THINGS TO DO |
- A) Answer these questions about the passage on the Sgt Pepper cover, one line each.
(i) Which cover does the quoted speaker think George was not too happy about abandoning?
(ii) Who came over to the Chiswick flat one evening to discuss the cover further?
(iii) Where did the visit by the two artists take place that led to further progress on the concept?
- B) Carry the account of the Sgt Pepper cover forward, starting after its final sentence.
::: GIVEN TEXT :::
Although Blake and Haworth worked diligently on the cover concept, there remained some initial uncertainty as to whether it would come to fruition.

The cover that The Fool had done looked quite groovy and I don’t think George was too happy about abandoning it. I thought it was fun, quite entertaining, and if you’d heard the music, which I hadn’t, probably apt, in terms of the psychedelia. I don’t think the final Sgt Pepper cover is at all psychedelic. Neither Peter nor I had anything to do with drugs and it was very much a continuum of both his work and mine.

We didn’t know until quite late on whether they would actually use our cover or not. We went over to EMI and were shown this cover and the three of us were discussing what might be possible, rather briefly. Then Paul came over to the Chiswick flat one evening and discussed it further and really progressed it.

Jann Haworth
Groovy Bob, Harriet Vyner

A visit by the two artists to EMI Studios at Abbey Road led to further progress on the concept, although it also laid bare the cultural differences between them and The Beatles.
::: EXTRACTED INFORMATION :::
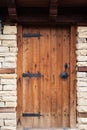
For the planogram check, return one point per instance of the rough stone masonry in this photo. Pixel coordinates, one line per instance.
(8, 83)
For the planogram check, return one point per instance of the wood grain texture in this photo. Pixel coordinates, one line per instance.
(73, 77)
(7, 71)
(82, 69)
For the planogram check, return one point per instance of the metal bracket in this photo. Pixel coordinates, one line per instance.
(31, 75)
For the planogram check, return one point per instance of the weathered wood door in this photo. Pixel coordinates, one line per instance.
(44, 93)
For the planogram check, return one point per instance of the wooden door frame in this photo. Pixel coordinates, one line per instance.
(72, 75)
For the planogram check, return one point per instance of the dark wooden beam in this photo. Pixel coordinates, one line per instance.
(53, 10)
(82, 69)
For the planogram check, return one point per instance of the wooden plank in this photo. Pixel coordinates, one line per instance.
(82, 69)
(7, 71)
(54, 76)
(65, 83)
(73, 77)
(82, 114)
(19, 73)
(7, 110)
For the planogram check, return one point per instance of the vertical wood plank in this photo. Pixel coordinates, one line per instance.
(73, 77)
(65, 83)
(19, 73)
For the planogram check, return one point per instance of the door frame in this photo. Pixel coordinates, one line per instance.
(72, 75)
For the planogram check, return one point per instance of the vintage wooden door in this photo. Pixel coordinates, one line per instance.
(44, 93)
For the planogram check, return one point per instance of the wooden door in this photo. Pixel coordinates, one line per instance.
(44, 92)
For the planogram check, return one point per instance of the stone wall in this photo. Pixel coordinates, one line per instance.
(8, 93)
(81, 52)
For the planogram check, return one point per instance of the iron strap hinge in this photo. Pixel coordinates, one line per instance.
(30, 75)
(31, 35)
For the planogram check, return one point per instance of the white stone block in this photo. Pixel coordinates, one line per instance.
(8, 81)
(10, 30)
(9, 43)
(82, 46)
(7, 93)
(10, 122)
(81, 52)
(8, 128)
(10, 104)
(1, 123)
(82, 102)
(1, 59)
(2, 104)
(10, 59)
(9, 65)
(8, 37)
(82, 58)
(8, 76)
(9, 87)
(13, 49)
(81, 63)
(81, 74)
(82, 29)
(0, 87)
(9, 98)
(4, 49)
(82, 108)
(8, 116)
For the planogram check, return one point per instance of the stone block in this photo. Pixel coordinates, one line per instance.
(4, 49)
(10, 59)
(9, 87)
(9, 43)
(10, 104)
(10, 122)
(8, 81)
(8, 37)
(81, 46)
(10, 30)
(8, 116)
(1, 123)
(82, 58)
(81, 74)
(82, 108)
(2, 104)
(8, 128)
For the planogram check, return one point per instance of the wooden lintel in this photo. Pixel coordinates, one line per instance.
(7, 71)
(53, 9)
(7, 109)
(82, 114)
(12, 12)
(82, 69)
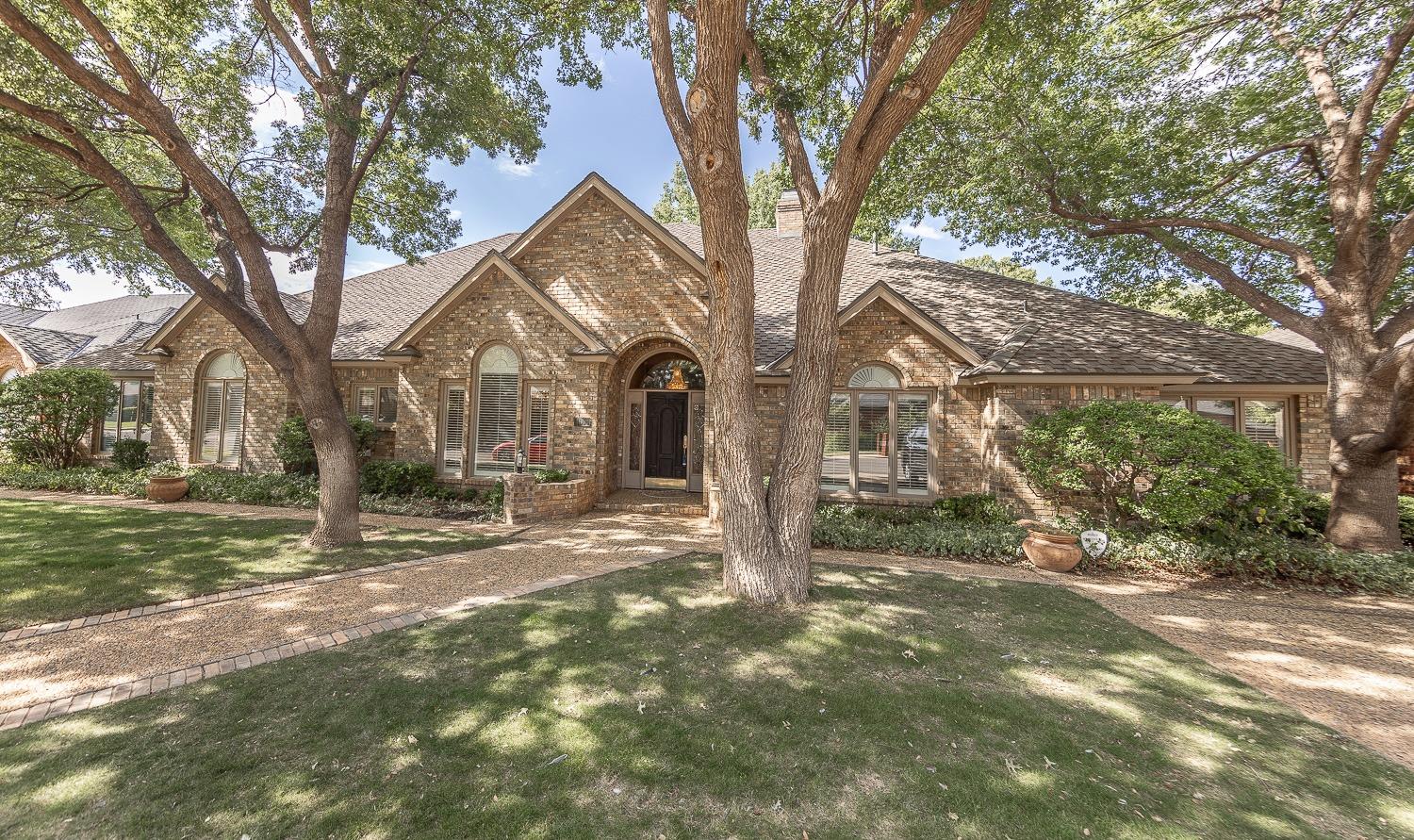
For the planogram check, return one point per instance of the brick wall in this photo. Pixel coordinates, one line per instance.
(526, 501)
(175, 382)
:::
TASK ANSWERS |
- A)
(i) The cover that The Fool had done
(ii) Paul
(iii) EMI Studios at Abbey Road

- B)
A very strange scene met us the first time we went over to the studio. The Beatles were recording, and their ‘court’ of Marianne Faithfull and all these weird spaced-out people sat around the walls. Peter and I were probably the only people who were stone-cold sober. It was really funny, two very upright people doing this psychedelia.

Paul played us the tape of Sgt Pepper, which was still being worked on, and Peter thought the idea of making a Lonely Hearts Club would be interesting, a group of people with The Beatles in front. Early in the Sixties Peter had done some things, cutting out Victorian heads, engravings, sticking them down, then doing a circus act in front of that. He maintained at that time that Paolozzi nicked that idea from him, the collage effect of people and things, dissimilar but in the same environment.

The part that’s very much my own was that I always hated lettering on things. I loved the idea that lettering could be an integral part, and I was into fairground lettering at the time. So I thought it would be nice to have a real object with lettering on it, instead of lettering the cover. So I thought about the drum, then about the civic lettering that was around at that time. We pointed out to Paul the Hammersmith lettering: You could do it like that.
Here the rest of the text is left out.